Task statement
From start to end, print the entire listing below exactly.

Records for this exercise

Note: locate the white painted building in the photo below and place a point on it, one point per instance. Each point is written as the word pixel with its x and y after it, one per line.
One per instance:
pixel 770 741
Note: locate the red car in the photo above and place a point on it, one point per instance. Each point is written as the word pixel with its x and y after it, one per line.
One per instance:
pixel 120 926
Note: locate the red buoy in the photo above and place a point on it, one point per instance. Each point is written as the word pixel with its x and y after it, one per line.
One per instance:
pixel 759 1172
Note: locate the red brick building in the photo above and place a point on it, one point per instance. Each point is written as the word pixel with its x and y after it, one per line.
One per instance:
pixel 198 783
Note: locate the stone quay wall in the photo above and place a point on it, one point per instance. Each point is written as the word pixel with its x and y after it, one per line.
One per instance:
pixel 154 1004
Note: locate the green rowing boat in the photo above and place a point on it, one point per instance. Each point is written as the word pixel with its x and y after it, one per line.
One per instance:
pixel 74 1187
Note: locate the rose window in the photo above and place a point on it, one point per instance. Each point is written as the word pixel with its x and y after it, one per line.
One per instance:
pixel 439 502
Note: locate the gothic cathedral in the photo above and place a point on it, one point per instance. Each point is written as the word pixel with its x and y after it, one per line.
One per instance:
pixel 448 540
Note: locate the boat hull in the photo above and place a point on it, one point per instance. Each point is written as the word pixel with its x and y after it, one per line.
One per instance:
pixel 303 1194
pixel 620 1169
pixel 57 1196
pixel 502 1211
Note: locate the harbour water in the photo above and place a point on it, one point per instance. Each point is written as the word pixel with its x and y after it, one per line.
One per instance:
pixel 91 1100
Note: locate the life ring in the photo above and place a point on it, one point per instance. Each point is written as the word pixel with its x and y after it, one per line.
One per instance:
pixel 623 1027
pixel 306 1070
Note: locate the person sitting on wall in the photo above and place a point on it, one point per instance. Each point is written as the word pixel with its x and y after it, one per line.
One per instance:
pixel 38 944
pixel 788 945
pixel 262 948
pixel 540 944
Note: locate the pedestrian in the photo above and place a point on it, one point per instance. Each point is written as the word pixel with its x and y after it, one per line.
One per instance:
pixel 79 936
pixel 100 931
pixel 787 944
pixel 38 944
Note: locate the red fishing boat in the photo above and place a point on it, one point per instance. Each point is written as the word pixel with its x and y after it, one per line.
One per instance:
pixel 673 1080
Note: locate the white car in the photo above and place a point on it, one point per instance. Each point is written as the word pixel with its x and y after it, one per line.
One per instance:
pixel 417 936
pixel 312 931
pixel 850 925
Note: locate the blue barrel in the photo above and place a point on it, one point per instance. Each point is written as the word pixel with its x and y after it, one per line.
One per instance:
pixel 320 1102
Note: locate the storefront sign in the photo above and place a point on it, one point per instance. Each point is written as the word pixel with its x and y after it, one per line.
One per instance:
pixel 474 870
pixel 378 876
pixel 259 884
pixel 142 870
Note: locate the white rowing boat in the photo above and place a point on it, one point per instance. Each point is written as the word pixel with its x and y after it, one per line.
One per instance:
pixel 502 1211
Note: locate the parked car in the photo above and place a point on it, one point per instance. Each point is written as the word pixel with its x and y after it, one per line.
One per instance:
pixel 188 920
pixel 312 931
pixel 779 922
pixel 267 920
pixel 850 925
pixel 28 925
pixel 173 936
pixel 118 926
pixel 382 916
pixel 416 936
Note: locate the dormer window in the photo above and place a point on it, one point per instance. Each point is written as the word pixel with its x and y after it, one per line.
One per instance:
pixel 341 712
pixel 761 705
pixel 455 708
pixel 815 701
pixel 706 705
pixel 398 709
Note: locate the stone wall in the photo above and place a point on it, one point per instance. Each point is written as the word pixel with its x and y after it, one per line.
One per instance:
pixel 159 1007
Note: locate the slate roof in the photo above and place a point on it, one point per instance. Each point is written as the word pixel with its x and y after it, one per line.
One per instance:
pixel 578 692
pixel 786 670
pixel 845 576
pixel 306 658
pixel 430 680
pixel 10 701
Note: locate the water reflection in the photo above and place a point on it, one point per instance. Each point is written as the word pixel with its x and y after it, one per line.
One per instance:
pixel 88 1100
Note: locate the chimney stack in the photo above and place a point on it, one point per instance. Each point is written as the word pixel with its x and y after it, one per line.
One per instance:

Answer to the exercise
Note: locate the white painted building in the photo below and place a point on it, one point per instance. Each point is written as the word pixel with its x and y after it, one per line.
One per instance:
pixel 770 741
Note: locate the red car in the photo above and place a point on it, one point per instance. Each point is written as the word pixel with its x and y after it, one per line.
One per instance:
pixel 120 926
Note: locate the red buoy in the photo above and place a point on it, one point per instance. Each point is written as the word pixel with its x and y after it, one per line.
One per instance:
pixel 759 1172
Note: locate the red brick building in the photo above and place a point on it, one point per instance. Each point is written as the word pixel with its x and y after it, one per line.
One per instance:
pixel 198 783
Note: locate the stone quay wall in the photo above and place a point on it, one point per instance. Each point is written as the word pixel with its x and y after it, one per line.
One per instance:
pixel 154 1004
Note: locate the green rowing boat in the photo above and place a point on it, one point per instance. Each point is written as the word pixel with its x and y after it, one per line.
One per instance:
pixel 74 1187
Note: locate the rose window in the photo above and place a point on it, one point per instance. Each point is written as the word pixel with its x and y after it, one per line.
One per instance:
pixel 439 502
Note: locate the gothic cathedral in the photo above and place a point on it, one point per instance. Each point is written as the word pixel with its x and y after it, one per line.
One per instance:
pixel 448 540
Note: locate the boat hull in the photo above and place a point on it, one point per instance. Each point is written as the word pixel with its x and y after it, one per line.
One per instance:
pixel 303 1194
pixel 620 1169
pixel 57 1196
pixel 502 1211
Note: locate the harbour water in the photo above and place a point on it, one point per instance. Each point is written as the word pixel with its x and y after it, one per line.
One per instance:
pixel 91 1100
Note: locate the life ring in the photo above and place a point on it, one point per instance. Each point is written as the word pixel with its x and y after it, one per line.
One per instance:
pixel 623 1027
pixel 306 1070
Note: locate the person sitting on wall in the photo above and place a point on it, one point per instance. Each point is written as the word pixel with its x and y after it, one per line.
One per instance:
pixel 38 944
pixel 788 945
pixel 262 948
pixel 540 944
Note: locate the pedestrian in the photo above and place a point on it, one point per instance. Each point is written as the word pixel with its x and y after it, one per line.
One per instance:
pixel 79 936
pixel 100 931
pixel 787 944
pixel 38 944
Note: locate the red fishing boat in the photo above and place a point on it, one point per instance. Each point is written as the word pixel with its x and y after it, one per line.
One per instance:
pixel 673 1080
Note: locate the white car in the photo above and place a point on it, one point per instance. Each point is written as the word pixel with its x and y after it, one per line.
One per instance:
pixel 417 936
pixel 312 931
pixel 850 925
Note: locate the blue barrel in the photo above and place a point on it, one point per instance. Each point is written as the word pixel with its x and y after it, one per line.
One per instance:
pixel 320 1102
Note: locate the storefront sign in the photo above and place a point on it, one point per instance. Each point is written as the word pixel with its x and y after it, one per line.
One per instance:
pixel 474 870
pixel 378 876
pixel 259 884
pixel 142 870
Note: locate the white rowing boat in the photo above and place a point on it, one point per instance. Each point is written as the word pixel with its x and y after it, one per line.
One per instance:
pixel 502 1211
Note: locate the parked car in the photo above and place a point on it, one point per instance. Each point is written as the word pixel with its x and y after it, one per line.
One per instance:
pixel 188 920
pixel 312 931
pixel 779 922
pixel 267 920
pixel 850 925
pixel 28 925
pixel 173 936
pixel 118 926
pixel 382 916
pixel 416 936
Note: locate the dormer window in the photo above and place a point on it, one point per instance. Each point is written as the word pixel with its x and y after it, one per line.
One per instance:
pixel 341 712
pixel 761 705
pixel 455 708
pixel 815 701
pixel 706 705
pixel 398 709
Note: locate the stone wall in the photo above and place a point on it, one point per instance. Each point is written as the word pixel with its x and y after it, one per line.
One per instance:
pixel 159 1007
Note: locate the slate roof in the photo above and place a point on it, one point per instance. Each point is written as the word pixel with its x and y after it, one per line.
One per instance:
pixel 578 692
pixel 786 670
pixel 845 576
pixel 306 658
pixel 430 680
pixel 10 701
Note: locate the water reflection in the photo above and place a point on it, one point per instance. Each point is written as the word pixel with its x and y after it, one per line.
One per instance:
pixel 88 1100
Note: locate the chimney stack in the photo above and place a point on it, one point per instance. Each point is written as the word pixel with its x and y after it, one per line.
One per instance:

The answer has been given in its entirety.